__REQUIREMENTS__. Reproduce all of the records below word for word, leaving the pictures out of your answer.

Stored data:
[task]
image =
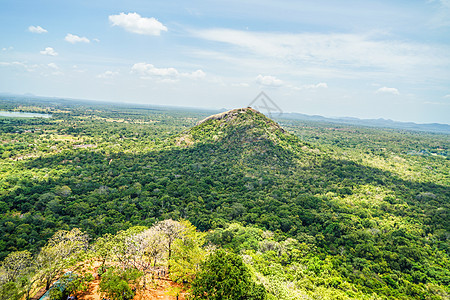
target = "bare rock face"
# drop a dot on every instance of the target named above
(233, 128)
(228, 115)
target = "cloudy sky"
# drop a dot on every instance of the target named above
(366, 59)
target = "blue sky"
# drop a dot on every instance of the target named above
(366, 59)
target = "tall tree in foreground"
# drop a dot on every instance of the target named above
(171, 230)
(61, 251)
(225, 277)
(187, 254)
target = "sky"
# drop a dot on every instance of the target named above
(366, 59)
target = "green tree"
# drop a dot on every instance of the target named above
(115, 283)
(61, 251)
(224, 276)
(187, 254)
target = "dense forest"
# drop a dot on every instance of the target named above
(302, 209)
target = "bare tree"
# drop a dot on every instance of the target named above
(61, 251)
(171, 230)
(16, 264)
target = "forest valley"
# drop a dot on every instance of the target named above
(231, 206)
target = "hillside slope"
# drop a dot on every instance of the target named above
(357, 227)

__SOLUTION TO THIS TASK__.
[task]
image =
target = "bare rock face"
# drop a dot on every instance of the target named above
(233, 128)
(228, 115)
target = "cloudy sky"
# drop a dot on every instance of the target named above
(366, 59)
target = "blue sky"
# drop a dot on every instance of the target named above
(366, 59)
target = "tall tree in foreground"
# drop a dot on every instance of the target named above
(171, 230)
(61, 251)
(225, 277)
(187, 254)
target = "sky"
# drop a dot on every instance of the target named above
(366, 59)
target = "green tree"
# drop a dot on every instance of the target named above
(115, 283)
(61, 251)
(224, 276)
(187, 254)
target = "dense forest"
# drop a dot on every instance of the target named above
(302, 209)
target = "bare tree"
# drop a dot on every instance of the target named above
(61, 251)
(171, 230)
(16, 264)
target = "forest valley"
# drop a dot on every instance of the target named above
(231, 206)
target = "hillside slope"
# drop a dot on every instance of the target named above
(357, 227)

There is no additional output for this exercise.